## [WHAT THIS TASK INVOLVES]
Copy each entry below unchanged; the images do not go in the copy.

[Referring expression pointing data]

Content starts

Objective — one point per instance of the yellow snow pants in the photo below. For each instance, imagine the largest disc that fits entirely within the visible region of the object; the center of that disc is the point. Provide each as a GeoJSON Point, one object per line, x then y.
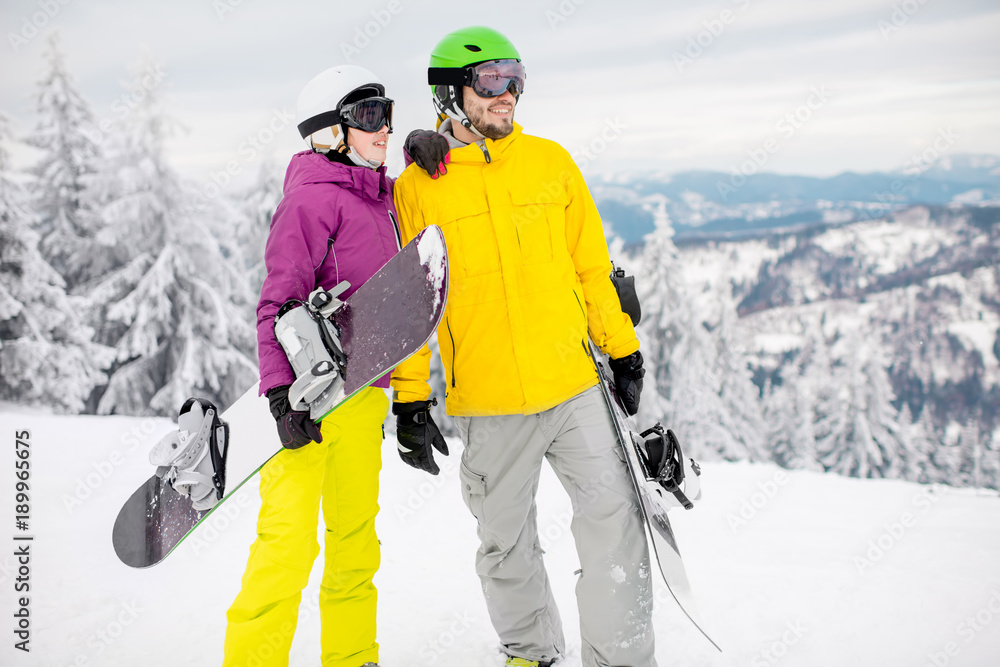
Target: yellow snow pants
{"type": "Point", "coordinates": [341, 474]}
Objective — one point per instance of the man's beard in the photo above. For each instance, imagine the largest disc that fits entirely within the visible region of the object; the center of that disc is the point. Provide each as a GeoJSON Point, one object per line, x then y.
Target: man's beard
{"type": "Point", "coordinates": [482, 121]}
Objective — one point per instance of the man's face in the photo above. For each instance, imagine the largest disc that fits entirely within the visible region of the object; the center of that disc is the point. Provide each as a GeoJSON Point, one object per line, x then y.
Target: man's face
{"type": "Point", "coordinates": [493, 116]}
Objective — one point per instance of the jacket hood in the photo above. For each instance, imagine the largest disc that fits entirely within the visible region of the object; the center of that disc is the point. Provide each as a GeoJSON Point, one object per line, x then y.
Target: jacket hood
{"type": "Point", "coordinates": [307, 168]}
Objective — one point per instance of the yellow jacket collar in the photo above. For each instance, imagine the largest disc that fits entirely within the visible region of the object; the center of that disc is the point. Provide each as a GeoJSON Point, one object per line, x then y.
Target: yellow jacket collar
{"type": "Point", "coordinates": [474, 152]}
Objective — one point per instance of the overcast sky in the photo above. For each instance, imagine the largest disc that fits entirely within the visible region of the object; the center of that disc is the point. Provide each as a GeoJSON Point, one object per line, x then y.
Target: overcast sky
{"type": "Point", "coordinates": [804, 86]}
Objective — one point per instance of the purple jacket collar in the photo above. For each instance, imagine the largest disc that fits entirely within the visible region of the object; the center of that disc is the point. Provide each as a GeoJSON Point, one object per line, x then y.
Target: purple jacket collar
{"type": "Point", "coordinates": [309, 167]}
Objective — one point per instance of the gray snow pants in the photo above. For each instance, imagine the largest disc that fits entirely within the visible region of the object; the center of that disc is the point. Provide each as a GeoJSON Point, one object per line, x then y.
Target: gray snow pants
{"type": "Point", "coordinates": [499, 474]}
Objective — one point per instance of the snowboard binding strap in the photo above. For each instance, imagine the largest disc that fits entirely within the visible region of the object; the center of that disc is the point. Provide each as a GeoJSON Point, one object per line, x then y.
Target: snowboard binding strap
{"type": "Point", "coordinates": [665, 462]}
{"type": "Point", "coordinates": [192, 459]}
{"type": "Point", "coordinates": [312, 344]}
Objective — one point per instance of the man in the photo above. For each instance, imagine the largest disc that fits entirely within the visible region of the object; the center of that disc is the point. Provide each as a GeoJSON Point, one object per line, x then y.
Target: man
{"type": "Point", "coordinates": [529, 281]}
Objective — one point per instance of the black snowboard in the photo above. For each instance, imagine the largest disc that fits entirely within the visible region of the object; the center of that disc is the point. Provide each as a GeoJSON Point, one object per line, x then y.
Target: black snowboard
{"type": "Point", "coordinates": [661, 535]}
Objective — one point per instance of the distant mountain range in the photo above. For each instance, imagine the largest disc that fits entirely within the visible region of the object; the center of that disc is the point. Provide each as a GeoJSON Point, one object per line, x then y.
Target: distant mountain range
{"type": "Point", "coordinates": [705, 204]}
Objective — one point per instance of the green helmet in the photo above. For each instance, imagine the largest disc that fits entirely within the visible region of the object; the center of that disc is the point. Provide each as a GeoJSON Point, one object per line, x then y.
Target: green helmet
{"type": "Point", "coordinates": [470, 46]}
{"type": "Point", "coordinates": [456, 51]}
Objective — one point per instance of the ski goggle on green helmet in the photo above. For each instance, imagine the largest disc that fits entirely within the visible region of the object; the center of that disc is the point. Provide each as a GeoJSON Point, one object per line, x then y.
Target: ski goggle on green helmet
{"type": "Point", "coordinates": [478, 57]}
{"type": "Point", "coordinates": [489, 79]}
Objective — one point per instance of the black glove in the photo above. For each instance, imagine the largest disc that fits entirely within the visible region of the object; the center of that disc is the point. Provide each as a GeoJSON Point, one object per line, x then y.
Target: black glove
{"type": "Point", "coordinates": [416, 432]}
{"type": "Point", "coordinates": [429, 150]}
{"type": "Point", "coordinates": [628, 373]}
{"type": "Point", "coordinates": [295, 427]}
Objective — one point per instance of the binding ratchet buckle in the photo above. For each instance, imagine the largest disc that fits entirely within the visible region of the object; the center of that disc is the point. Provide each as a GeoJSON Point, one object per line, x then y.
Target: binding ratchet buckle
{"type": "Point", "coordinates": [664, 462]}
{"type": "Point", "coordinates": [312, 344]}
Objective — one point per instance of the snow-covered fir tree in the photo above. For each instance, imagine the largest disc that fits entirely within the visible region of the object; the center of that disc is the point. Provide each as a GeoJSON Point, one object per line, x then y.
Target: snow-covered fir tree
{"type": "Point", "coordinates": [251, 223]}
{"type": "Point", "coordinates": [703, 387]}
{"type": "Point", "coordinates": [172, 307]}
{"type": "Point", "coordinates": [858, 433]}
{"type": "Point", "coordinates": [64, 133]}
{"type": "Point", "coordinates": [46, 354]}
{"type": "Point", "coordinates": [788, 413]}
{"type": "Point", "coordinates": [917, 445]}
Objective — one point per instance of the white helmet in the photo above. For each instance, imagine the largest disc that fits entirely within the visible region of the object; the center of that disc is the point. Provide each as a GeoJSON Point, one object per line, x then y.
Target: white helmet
{"type": "Point", "coordinates": [318, 110]}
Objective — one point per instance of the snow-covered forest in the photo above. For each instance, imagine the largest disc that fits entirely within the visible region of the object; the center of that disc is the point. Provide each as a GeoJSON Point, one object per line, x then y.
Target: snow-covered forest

Content ends

## [COMPLETED TASK]
Objective — one point per instance of the yellow snow pants in the photo below. For each instance, imagine the largest disc that fits entirely within the visible region of the object; the center of that disc is the point. Provide each as a GeoJSON Point, one object per line, x then y.
Target: yellow snow pants
{"type": "Point", "coordinates": [341, 474]}
Objective — one point per instance of the man's beard in the photo above. For each instance, imagine the largest disc that fits entirely within the visible region of the object; the center of that disc is the point. Provide each as a GeoJSON Point, one object per line, x then y.
Target: man's beard
{"type": "Point", "coordinates": [482, 121]}
Objective — one point per instance of the man's face in the photo above. For each instance, imagine the largest disc that fits entirely within the visible region of the object; the center of that disc is the point. Provide each as a GeoJSON Point, one object per line, x then y.
Target: man's face
{"type": "Point", "coordinates": [493, 116]}
Objective — one point per instance of the jacket hood in the photo above. For each instance, imagine the largest disc that fits entirely within the visible region of the object; the center of that disc is the point. Provide each as a GeoJSON Point, one object per line, x then y.
Target: jacket hood
{"type": "Point", "coordinates": [307, 168]}
Objective — one point per instance of the yellow jacket collar in the photo above. For each instance, imagine the largest disc that fits entirely within the visible region of the object; the center of that disc is the point. Provide each as a GeoJSON Point, one object per line, x then y.
Target: yellow jacket collar
{"type": "Point", "coordinates": [474, 152]}
Objective — one point per instance of the overcast sky in the photo above. For each instance, imagine the largest disc that fits entirely within the visible region of the object; the center of that disc is the point. Provide each as a GeoJSON Point, one object per line, x then y.
Target: overcast sky
{"type": "Point", "coordinates": [804, 86]}
Objective — one point per instance of the purple jacket collar in the photo above. For each instance, imagine the largest disc that fits entirely within the visible region of the object; the center of that disc is the point. Provide each as a GeoJSON Point, one object per line, x then y.
Target: purple jacket collar
{"type": "Point", "coordinates": [309, 167]}
Objective — one point per instance of the gray snow pants in the photo above. For each instance, imagine the largest disc that fits entirely within the visible region of the object; the center of that disc is the point. Provide each as a GeoJSON Point, one object per line, x then y.
Target: gray snow pants
{"type": "Point", "coordinates": [499, 474]}
Objective — one point per instance of the snowboard binding strap in the photo above. For each instance, imagine the largest disc that fits entirely within the visible region of the object; the center of that disc is the point. Provide each as a GeoJSON Point, one object per line, x then y.
Target: snowboard binding strap
{"type": "Point", "coordinates": [665, 462]}
{"type": "Point", "coordinates": [192, 459]}
{"type": "Point", "coordinates": [312, 344]}
Objective — one point per instance of the man in the photo above. For each instance, imagine the largest disc that fits entirely within the visible region of the object; the center of that disc is the point. Provide each as a GeoJSON Point, one object per line, x then y.
Target: man
{"type": "Point", "coordinates": [529, 281]}
Objective — one point per instance of the black snowboard in the photo above. For each instance, imagine the largest disc that fits entirely within the visible region of the object; the center of that disc is the point. Provide each as a GeoJSON Point, one object per line, x then y.
Target: black snowboard
{"type": "Point", "coordinates": [661, 535]}
Objective — one point per instance of the distant mountain range in the photo above. For each instance, imagine the largest disc that fits entirely within the visible region of the object; the center of that disc is the point. Provide each as a GeoJSON Point, one object per line, x then y.
Target: distant mountain range
{"type": "Point", "coordinates": [705, 204]}
Objective — one point per instance of the green helmet in the photo above. For each instance, imagine the largest disc that fits entirely within the visible region of the object; the center of that disc is the point. Provide each as a GeoJSON Point, one object per line, x then y.
Target: green helmet
{"type": "Point", "coordinates": [470, 46]}
{"type": "Point", "coordinates": [456, 51]}
Objective — one point per instance of the ski goggle on green helmet in the photo above. For each instance, imagine the largest disc that fits entirely within the visible region of the object; the center of that disc is the point. Provide each as a GeoJSON Point, one object per line, x then y.
Target: ski goggle on green helmet
{"type": "Point", "coordinates": [478, 57]}
{"type": "Point", "coordinates": [489, 79]}
Objective — one point per instance of the black glove in the photo above. For each instance, imagine the largest disc that fits entirely within the visible region of the object; the center of that disc is the point. Provide each as a GeoJSON Point, one object per line, x then y.
Target: black glove
{"type": "Point", "coordinates": [416, 432]}
{"type": "Point", "coordinates": [429, 150]}
{"type": "Point", "coordinates": [628, 373]}
{"type": "Point", "coordinates": [295, 427]}
Objective — one point per instance of the binding ratchet buckle in the photo above. For each instance, imagine the largest disc that fits entirely within the visible region of the object; the center of that disc is the point. Provide each as a GeoJSON Point, one object per line, x then y.
Target: binding ratchet buckle
{"type": "Point", "coordinates": [664, 462]}
{"type": "Point", "coordinates": [312, 344]}
Objective — one point per instance of the snow-covered fir tree in the photo above. For each instance, imagine the largest disc that fits entirely within the visible region of the object; the center of that disc is the point. Provide each as a GeoJSON Point, one object per line, x then y.
Target: snow-covered fir tree
{"type": "Point", "coordinates": [251, 223]}
{"type": "Point", "coordinates": [703, 387]}
{"type": "Point", "coordinates": [172, 307]}
{"type": "Point", "coordinates": [858, 433]}
{"type": "Point", "coordinates": [64, 133]}
{"type": "Point", "coordinates": [46, 354]}
{"type": "Point", "coordinates": [788, 413]}
{"type": "Point", "coordinates": [917, 445]}
Objective — one point per instance of the white helmet in the photo above. For each instance, imagine the largest disc that fits entirely within the visible region of the object; the center of that disc is the point. Provide each as a GeoJSON Point, one object per line, x then y.
Target: white helmet
{"type": "Point", "coordinates": [318, 110]}
Objective — one point per instance of the snow-covered forest in the photo above. For each instance, imagine the largest disc that fits entirely within the visible region of the object; the center of that disc is the point. Provide each as a GeoJSON Point, one object per line, x then y.
Target: snow-covered forest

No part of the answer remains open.